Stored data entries
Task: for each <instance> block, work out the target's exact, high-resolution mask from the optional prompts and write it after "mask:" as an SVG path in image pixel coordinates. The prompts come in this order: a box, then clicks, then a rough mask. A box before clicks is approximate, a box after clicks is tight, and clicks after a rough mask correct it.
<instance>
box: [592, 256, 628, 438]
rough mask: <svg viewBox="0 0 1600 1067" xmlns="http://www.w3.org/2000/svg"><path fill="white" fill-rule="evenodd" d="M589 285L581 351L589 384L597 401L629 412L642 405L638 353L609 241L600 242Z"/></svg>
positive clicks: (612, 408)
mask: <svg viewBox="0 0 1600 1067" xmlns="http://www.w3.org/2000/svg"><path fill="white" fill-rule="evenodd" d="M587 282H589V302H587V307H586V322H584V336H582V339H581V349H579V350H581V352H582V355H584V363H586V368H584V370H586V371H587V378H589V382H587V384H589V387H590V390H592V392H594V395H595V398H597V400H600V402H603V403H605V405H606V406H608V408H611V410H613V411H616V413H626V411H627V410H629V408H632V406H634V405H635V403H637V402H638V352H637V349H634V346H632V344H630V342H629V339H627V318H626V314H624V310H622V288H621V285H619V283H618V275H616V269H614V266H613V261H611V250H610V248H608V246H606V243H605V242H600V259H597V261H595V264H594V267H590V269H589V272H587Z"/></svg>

# [DIRECTIVE]
Could you retype all of the records above character for character, changing nothing?

# [FINAL ANSWER]
Task: for each <instance> block, work out the target's exact, high-resolution mask from the optional prompts and write it after "mask:" as an SVG path in image pixel coordinates. The prompts come in this order: a box, then clicks, then a rough mask. A box before clicks is approximate, a box after clicks is tight, and clicks after a rough mask correct it.
<instance>
box: [592, 256, 628, 438]
rough mask: <svg viewBox="0 0 1600 1067" xmlns="http://www.w3.org/2000/svg"><path fill="white" fill-rule="evenodd" d="M589 285L581 351L589 384L597 401L629 412L642 405L638 353L609 241L600 242Z"/></svg>
positive clicks: (612, 408)
mask: <svg viewBox="0 0 1600 1067" xmlns="http://www.w3.org/2000/svg"><path fill="white" fill-rule="evenodd" d="M587 282H589V302H587V307H586V322H584V336H582V339H581V349H579V350H581V352H582V355H584V363H586V368H584V370H586V371H587V378H589V382H587V384H589V387H590V390H592V392H594V395H595V398H597V400H600V402H603V403H605V405H606V406H608V408H611V410H613V411H616V413H626V411H627V410H629V408H632V406H634V405H635V403H637V402H638V352H637V349H634V346H632V344H630V342H629V339H627V318H626V314H624V310H622V288H621V285H619V283H618V275H616V269H614V266H613V261H611V250H610V248H608V246H606V243H605V242H600V259H597V261H595V264H594V267H590V269H589V272H587Z"/></svg>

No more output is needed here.